(Location identification items)
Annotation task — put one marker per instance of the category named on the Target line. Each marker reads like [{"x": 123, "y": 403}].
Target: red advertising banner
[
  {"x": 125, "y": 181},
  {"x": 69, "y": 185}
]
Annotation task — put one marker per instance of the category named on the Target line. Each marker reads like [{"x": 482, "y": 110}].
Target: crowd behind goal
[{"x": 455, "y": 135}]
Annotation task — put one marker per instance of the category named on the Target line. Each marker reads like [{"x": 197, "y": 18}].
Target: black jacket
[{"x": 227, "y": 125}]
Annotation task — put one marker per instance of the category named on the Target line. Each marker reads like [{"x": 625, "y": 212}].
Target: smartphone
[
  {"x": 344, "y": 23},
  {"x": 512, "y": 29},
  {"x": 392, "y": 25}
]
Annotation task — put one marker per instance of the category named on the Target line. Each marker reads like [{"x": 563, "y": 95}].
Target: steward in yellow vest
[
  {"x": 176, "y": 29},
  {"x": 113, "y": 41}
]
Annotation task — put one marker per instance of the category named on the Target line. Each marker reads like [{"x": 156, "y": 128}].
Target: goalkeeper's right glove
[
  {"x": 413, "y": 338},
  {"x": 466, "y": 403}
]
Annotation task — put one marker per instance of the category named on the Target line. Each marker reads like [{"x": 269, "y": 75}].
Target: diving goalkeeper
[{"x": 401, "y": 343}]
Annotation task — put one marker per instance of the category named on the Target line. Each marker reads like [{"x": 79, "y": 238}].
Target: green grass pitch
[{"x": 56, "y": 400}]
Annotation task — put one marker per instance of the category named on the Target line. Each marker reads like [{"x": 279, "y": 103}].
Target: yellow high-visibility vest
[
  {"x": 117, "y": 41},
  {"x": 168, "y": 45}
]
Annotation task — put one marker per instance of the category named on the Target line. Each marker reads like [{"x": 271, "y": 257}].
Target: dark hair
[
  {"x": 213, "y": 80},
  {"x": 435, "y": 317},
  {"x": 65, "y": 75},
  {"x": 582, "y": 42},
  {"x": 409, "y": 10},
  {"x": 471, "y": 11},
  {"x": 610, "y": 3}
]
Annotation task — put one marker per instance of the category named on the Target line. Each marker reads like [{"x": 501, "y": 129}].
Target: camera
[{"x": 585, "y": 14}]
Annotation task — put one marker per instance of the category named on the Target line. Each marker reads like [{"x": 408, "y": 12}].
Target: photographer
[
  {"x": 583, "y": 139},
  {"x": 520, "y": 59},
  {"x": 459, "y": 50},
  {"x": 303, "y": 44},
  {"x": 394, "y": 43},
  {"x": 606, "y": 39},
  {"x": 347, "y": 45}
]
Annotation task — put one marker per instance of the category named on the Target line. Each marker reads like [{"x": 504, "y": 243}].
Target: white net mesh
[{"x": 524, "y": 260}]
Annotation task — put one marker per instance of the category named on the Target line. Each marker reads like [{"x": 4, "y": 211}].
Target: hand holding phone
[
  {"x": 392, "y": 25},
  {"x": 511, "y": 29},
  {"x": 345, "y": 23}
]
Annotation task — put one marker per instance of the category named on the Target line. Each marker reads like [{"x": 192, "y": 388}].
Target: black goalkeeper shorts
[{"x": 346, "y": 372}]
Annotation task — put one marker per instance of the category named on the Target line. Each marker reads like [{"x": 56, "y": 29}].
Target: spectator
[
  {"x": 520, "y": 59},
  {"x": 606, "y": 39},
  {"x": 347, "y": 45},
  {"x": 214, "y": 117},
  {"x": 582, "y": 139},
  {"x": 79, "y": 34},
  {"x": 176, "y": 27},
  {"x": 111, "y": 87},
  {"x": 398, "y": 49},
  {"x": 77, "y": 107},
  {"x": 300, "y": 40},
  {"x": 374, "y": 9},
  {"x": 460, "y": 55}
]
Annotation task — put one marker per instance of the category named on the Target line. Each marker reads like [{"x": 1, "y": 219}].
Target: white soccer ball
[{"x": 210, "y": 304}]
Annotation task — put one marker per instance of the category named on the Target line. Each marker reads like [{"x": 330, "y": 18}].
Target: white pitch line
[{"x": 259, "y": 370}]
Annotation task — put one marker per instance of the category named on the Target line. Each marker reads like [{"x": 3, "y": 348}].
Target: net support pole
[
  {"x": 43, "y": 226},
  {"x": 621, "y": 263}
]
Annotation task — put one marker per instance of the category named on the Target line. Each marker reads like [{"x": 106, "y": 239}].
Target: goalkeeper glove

**SET TASK**: Pull out every line of the material that contains the string "glove". The match is case-sensitive.

**RESPONSE TO THIS TASK**:
Target: goalkeeper's right glove
Target: goalkeeper glove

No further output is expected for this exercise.